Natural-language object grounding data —
════════
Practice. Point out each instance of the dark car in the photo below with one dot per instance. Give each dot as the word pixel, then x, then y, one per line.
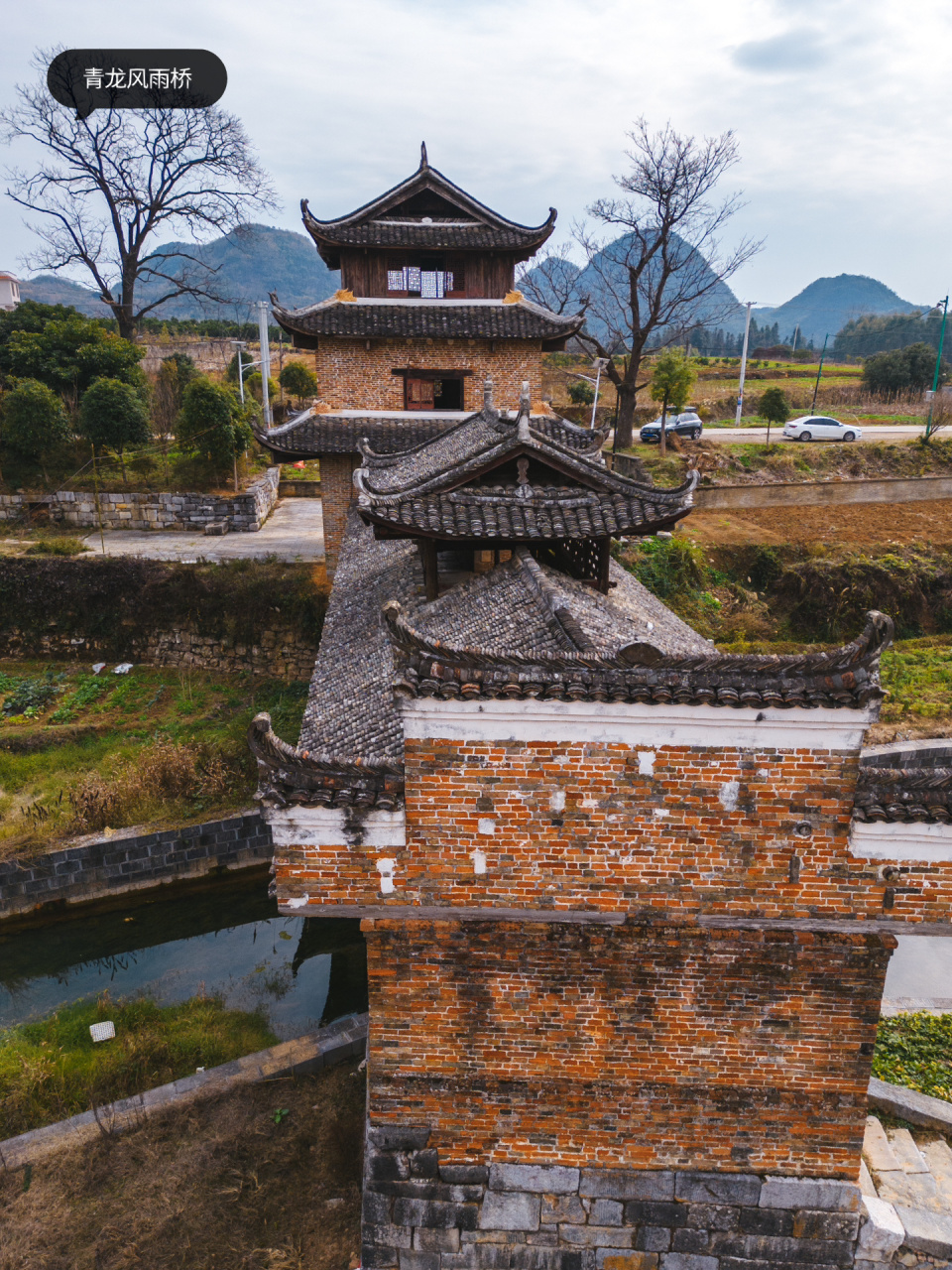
pixel 687 425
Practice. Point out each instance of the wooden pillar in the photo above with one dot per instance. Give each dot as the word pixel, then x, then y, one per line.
pixel 430 574
pixel 604 556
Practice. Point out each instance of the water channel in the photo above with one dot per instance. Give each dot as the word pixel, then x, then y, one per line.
pixel 226 937
pixel 222 937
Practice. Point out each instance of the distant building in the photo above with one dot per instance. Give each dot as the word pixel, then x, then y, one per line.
pixel 9 291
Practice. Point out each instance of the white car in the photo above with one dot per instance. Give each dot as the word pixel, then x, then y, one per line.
pixel 820 427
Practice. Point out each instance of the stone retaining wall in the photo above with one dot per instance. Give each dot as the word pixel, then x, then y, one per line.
pixel 118 864
pixel 243 512
pixel 425 1211
pixel 282 654
pixel 343 1039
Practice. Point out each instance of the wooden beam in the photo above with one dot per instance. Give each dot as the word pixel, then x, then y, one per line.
pixel 604 557
pixel 430 575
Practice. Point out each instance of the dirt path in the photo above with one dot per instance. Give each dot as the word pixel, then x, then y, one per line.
pixel 858 525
════════
Task prompt — Could you quote, exactly as they appear, the line containing "Practice. Point out each instance of the wooden beam" and every line after it to the end of the records above?

Exercise output —
Practice. Point out each instance of the wooden beam in the photo above with one dot per instance. Give each dot as the word pixel, then x, then y, one per line.
pixel 604 557
pixel 430 575
Practice. Point out each instance of the dirt path in the photo above with one dot per instance. Give each dot as the word pixel, then x, then y, one per line.
pixel 858 525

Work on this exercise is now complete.